- Working data
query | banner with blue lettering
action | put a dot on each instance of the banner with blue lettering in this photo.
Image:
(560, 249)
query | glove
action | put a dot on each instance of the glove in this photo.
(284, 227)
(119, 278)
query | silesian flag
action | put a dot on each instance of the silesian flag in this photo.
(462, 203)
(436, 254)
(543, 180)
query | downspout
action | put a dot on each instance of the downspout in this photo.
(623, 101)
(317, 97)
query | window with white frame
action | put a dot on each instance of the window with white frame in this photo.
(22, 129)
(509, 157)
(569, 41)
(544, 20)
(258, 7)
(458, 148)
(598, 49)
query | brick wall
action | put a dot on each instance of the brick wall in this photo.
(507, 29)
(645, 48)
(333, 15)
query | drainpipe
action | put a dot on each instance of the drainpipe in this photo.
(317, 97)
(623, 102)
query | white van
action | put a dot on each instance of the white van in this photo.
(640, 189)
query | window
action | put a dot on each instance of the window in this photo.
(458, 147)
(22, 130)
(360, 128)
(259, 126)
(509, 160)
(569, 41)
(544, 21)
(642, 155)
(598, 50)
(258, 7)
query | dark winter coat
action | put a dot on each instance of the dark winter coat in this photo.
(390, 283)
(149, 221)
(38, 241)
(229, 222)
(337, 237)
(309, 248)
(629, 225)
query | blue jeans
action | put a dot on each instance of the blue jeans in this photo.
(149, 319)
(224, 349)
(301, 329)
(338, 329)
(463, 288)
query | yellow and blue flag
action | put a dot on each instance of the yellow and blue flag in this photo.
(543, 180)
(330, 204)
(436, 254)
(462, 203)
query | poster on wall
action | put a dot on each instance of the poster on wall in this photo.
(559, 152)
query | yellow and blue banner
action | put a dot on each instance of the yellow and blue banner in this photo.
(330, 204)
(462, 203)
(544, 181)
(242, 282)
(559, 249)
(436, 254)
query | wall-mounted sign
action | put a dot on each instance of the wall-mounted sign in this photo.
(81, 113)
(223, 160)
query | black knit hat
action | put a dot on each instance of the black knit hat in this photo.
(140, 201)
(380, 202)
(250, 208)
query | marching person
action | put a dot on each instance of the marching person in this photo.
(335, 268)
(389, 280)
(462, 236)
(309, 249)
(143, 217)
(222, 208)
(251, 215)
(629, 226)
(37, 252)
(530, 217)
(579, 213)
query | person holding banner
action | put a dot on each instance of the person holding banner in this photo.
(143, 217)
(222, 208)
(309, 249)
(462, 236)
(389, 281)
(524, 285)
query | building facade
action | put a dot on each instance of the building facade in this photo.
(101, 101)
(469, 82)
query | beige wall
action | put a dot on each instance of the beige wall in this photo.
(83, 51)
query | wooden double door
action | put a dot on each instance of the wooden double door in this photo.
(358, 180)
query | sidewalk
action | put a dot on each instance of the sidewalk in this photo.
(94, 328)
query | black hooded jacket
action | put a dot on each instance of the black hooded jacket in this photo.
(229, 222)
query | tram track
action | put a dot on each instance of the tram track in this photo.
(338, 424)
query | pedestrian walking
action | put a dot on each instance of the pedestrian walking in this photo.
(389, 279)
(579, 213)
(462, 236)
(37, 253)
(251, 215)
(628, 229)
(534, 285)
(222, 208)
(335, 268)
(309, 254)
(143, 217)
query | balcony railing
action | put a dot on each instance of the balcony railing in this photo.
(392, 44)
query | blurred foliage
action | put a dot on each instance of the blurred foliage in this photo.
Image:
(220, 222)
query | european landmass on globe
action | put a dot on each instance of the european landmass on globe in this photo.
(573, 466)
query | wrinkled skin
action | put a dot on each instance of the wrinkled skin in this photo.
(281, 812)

- Task brief
Please copy out each line of the material that holds the string "blurred".

- Answer for the task
query | blurred foliage
action | put a dot on each instance of the blurred foliage in this photo.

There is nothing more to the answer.